Task directions: What lines of the material below include the string "pole"? Copy all of them.

Records supplied:
<<<<

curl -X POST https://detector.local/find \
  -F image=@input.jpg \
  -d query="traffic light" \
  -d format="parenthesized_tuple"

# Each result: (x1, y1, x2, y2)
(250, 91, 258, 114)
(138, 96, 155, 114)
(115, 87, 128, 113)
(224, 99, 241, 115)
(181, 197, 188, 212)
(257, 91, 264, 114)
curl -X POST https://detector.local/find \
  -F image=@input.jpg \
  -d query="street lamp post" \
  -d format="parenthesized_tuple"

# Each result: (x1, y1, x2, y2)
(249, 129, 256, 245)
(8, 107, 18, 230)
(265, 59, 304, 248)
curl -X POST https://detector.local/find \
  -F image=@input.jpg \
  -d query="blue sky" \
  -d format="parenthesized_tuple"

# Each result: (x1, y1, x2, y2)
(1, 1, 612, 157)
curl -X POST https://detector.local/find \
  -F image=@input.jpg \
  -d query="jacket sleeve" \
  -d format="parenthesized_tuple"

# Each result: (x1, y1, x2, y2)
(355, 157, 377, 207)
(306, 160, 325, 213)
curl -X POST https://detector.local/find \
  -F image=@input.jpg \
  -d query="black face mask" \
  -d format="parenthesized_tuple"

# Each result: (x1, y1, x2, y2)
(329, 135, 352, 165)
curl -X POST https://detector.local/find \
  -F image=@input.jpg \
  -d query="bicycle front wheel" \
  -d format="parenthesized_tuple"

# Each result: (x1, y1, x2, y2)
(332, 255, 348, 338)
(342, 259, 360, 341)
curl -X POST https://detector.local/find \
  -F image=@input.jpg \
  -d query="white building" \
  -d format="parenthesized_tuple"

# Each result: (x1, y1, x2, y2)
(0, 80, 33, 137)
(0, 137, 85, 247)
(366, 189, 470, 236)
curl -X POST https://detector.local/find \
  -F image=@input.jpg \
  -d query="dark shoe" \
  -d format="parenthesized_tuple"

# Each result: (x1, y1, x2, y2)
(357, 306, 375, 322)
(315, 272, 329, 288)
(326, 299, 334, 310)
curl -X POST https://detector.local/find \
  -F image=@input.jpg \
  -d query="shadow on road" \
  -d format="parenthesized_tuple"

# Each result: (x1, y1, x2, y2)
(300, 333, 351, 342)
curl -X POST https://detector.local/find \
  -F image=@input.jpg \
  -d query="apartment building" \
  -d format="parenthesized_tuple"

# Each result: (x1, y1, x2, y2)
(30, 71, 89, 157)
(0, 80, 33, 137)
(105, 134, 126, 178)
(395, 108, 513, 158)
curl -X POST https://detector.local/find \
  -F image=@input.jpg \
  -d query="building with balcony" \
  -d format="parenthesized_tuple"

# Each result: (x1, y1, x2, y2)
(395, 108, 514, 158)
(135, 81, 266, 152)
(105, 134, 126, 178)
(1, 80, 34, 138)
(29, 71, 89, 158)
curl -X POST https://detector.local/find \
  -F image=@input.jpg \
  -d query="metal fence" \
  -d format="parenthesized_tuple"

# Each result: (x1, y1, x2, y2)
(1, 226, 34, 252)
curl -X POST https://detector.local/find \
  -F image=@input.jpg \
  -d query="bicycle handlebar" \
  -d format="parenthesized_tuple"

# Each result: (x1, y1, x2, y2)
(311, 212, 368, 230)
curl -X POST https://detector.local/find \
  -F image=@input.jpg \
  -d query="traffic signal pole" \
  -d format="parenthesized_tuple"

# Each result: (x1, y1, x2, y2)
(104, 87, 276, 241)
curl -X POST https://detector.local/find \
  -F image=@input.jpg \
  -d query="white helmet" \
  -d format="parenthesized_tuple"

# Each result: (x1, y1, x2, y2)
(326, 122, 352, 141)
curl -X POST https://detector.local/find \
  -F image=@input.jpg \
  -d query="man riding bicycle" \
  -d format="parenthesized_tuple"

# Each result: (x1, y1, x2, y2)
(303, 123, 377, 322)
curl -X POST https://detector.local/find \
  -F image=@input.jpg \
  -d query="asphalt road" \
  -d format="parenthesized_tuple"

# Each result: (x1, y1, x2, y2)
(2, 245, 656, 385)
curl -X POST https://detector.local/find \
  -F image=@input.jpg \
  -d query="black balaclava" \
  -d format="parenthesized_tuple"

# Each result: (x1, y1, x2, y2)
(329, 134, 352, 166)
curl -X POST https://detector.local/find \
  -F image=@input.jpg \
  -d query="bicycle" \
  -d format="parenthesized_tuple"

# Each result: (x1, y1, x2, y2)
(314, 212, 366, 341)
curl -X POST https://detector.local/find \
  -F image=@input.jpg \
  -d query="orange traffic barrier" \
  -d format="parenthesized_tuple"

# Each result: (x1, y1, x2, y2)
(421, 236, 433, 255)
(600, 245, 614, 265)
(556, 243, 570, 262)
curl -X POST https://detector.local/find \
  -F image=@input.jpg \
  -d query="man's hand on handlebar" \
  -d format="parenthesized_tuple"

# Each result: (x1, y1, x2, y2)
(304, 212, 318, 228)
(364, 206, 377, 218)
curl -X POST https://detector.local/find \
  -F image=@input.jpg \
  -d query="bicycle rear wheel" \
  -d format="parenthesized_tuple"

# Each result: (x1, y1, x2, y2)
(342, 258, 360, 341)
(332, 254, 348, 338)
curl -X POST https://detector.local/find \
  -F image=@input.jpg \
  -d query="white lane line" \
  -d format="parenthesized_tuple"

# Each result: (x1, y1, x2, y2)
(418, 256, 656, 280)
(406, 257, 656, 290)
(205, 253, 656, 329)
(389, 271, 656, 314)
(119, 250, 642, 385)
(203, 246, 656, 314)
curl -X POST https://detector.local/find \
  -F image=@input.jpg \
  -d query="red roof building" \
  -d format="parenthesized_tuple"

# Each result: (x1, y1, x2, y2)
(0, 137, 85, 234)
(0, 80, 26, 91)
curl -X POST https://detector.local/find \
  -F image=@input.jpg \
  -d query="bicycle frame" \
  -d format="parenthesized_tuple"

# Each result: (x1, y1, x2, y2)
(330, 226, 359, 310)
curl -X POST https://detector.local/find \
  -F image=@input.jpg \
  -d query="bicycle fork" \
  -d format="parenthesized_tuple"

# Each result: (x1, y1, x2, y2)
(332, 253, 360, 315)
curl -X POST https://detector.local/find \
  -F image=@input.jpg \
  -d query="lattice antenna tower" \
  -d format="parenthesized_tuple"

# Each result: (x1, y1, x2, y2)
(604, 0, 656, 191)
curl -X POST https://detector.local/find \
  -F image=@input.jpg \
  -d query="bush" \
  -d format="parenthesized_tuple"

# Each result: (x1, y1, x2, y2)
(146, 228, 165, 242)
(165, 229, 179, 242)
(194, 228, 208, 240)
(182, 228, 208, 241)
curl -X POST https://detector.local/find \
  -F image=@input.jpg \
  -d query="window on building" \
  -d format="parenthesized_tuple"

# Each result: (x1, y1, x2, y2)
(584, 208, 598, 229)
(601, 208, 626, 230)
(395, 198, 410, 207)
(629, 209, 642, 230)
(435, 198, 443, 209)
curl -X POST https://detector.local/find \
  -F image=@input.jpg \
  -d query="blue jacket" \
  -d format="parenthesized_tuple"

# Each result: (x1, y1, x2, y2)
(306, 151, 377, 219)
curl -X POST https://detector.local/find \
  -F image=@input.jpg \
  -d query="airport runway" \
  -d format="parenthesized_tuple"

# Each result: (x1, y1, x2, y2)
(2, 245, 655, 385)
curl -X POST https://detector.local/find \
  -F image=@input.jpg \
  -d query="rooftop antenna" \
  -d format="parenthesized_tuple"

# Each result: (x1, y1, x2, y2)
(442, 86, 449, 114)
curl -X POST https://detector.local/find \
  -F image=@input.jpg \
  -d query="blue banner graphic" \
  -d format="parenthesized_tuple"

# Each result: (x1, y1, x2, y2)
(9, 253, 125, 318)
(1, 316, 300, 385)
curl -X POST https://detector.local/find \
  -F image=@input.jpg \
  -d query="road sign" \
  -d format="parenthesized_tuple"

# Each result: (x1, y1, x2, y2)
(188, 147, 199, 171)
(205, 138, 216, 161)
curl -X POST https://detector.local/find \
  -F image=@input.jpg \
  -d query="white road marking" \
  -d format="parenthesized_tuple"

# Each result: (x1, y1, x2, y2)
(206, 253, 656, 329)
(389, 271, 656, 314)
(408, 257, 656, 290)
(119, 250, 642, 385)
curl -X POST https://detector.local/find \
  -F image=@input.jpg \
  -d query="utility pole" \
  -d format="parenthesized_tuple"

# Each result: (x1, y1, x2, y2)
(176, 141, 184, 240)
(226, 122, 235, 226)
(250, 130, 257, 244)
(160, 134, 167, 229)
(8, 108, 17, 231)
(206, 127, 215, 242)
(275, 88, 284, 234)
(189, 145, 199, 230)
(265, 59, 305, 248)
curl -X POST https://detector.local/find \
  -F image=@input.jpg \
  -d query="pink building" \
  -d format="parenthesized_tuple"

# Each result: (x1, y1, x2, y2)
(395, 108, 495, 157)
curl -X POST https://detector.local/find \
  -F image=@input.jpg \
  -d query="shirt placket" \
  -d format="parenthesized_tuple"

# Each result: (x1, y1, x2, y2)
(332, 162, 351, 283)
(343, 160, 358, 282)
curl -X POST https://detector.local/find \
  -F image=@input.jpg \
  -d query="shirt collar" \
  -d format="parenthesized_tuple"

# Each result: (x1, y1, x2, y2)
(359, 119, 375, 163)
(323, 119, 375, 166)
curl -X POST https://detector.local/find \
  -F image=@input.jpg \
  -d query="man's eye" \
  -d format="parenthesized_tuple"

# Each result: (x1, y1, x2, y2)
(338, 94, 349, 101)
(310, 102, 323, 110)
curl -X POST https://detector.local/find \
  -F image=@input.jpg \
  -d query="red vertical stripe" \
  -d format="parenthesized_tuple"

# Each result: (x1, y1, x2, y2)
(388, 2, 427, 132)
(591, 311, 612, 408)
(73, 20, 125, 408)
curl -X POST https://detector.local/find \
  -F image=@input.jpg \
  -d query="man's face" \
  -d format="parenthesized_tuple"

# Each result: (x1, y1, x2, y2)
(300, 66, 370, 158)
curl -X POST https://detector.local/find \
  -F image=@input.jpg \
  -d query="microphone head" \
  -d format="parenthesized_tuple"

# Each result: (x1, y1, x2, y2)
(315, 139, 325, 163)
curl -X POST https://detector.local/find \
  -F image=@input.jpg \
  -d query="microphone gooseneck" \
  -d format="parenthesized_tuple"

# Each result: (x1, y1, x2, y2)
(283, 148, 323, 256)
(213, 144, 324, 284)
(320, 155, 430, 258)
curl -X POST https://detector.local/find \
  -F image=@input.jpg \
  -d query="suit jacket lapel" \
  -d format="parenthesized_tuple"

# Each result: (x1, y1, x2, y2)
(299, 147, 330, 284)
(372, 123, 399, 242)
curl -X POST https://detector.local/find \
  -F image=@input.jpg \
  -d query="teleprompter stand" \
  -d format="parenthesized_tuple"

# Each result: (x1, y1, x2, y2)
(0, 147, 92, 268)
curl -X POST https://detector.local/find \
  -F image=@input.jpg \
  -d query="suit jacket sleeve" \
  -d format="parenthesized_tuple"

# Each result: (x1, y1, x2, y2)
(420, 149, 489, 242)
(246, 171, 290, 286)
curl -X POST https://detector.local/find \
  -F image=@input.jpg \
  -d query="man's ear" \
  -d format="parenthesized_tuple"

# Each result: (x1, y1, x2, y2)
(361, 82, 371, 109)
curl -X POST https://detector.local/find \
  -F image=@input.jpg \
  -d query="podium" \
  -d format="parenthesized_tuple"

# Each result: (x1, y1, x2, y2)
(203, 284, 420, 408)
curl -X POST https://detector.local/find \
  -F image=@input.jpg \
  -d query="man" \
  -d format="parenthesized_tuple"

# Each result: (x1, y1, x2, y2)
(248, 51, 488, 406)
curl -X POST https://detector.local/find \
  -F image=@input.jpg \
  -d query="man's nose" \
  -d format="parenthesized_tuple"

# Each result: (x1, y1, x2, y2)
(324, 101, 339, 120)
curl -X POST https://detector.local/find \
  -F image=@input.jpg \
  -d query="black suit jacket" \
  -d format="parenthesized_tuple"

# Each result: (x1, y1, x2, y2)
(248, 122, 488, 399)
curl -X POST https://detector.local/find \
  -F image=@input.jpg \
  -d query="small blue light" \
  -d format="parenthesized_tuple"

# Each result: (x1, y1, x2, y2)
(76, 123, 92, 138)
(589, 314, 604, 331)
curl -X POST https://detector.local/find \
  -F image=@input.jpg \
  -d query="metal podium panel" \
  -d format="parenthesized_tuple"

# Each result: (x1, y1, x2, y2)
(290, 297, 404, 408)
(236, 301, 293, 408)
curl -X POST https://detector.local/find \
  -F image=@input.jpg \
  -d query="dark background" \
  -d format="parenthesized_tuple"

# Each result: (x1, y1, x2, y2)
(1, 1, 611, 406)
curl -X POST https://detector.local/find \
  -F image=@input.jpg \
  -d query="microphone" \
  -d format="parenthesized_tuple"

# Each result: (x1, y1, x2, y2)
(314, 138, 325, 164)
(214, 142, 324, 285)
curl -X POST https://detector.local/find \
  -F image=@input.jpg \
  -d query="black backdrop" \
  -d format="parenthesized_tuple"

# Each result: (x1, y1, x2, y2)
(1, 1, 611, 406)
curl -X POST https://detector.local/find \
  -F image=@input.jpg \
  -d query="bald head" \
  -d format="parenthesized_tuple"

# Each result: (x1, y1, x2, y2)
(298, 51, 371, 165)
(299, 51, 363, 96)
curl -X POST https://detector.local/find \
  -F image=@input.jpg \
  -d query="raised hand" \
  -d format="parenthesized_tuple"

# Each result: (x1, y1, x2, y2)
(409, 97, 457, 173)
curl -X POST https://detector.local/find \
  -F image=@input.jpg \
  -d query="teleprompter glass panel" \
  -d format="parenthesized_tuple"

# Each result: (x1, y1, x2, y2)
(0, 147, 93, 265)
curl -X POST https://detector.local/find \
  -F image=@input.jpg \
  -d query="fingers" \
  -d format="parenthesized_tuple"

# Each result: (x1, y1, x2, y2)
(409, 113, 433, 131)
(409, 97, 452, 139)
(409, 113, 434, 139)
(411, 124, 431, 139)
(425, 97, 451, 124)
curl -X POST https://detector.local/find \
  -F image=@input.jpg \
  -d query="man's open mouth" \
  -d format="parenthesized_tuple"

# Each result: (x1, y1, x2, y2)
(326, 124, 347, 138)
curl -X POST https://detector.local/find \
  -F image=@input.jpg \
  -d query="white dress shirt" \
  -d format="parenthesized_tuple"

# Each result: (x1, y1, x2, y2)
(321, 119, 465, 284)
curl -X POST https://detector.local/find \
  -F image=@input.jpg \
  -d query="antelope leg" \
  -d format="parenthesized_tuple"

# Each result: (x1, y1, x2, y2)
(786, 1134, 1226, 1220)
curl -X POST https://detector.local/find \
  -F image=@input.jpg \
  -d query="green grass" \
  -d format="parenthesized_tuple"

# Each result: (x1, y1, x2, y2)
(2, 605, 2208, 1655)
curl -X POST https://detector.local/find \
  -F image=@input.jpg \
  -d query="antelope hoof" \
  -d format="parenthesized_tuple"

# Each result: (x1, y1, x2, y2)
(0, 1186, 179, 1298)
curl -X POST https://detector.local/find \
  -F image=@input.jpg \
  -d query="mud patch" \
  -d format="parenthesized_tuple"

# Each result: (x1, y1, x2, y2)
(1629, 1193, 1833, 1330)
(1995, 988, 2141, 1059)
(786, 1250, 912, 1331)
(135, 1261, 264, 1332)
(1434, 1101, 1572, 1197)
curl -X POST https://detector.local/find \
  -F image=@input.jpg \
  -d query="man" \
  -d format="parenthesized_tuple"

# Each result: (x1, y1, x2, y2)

>>>>

Exercise output:
  -d query="traffic signal pole" \
  -d query="utility pole" \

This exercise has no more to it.